Directive = Exactly reproduce each entry, leaving out nothing.

Raw data =
————

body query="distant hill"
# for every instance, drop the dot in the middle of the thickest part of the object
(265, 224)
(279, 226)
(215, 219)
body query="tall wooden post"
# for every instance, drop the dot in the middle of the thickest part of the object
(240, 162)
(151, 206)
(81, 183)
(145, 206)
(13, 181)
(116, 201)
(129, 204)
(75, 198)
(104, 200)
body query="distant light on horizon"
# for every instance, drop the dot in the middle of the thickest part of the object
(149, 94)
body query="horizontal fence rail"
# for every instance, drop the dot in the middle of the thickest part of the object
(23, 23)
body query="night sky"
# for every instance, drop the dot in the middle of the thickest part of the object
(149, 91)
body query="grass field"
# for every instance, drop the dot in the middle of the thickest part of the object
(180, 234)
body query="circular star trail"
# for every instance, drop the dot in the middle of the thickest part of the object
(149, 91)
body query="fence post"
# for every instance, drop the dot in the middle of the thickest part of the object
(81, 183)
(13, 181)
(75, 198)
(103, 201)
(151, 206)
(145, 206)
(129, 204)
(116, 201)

————

Solution to the exercise =
body query="distant hill"
# for every instance, drop the dot in the middle of the thickest part of the object
(265, 224)
(279, 226)
(215, 219)
body query="tall wooden post"
# for every instance, drop the dot in the middle of the thickest part of the object
(240, 162)
(151, 206)
(81, 183)
(145, 206)
(13, 181)
(116, 201)
(129, 204)
(75, 198)
(104, 200)
body query="distant light on horizon"
# for every instance, drop the dot in the middle of the thickest part of the object
(149, 94)
body query="horizontal fence rail"
# for every instance, drop the dot in the middle of the thickest part of the object
(23, 23)
body query="night sky"
# for every instance, drop the dot in the middle of the thickest part of the object
(149, 91)
body query="grass field"
# for every instance, drop the dot in the middle of the thickest part of the object
(180, 234)
body query="circular star trail"
# for every instance, drop the dot in the middle of the thickest part of the object
(149, 91)
body query="fence post"
# for every instance, drop the dot in the middle of the thickest part of the object
(81, 183)
(13, 181)
(75, 198)
(103, 201)
(151, 206)
(145, 206)
(129, 204)
(116, 201)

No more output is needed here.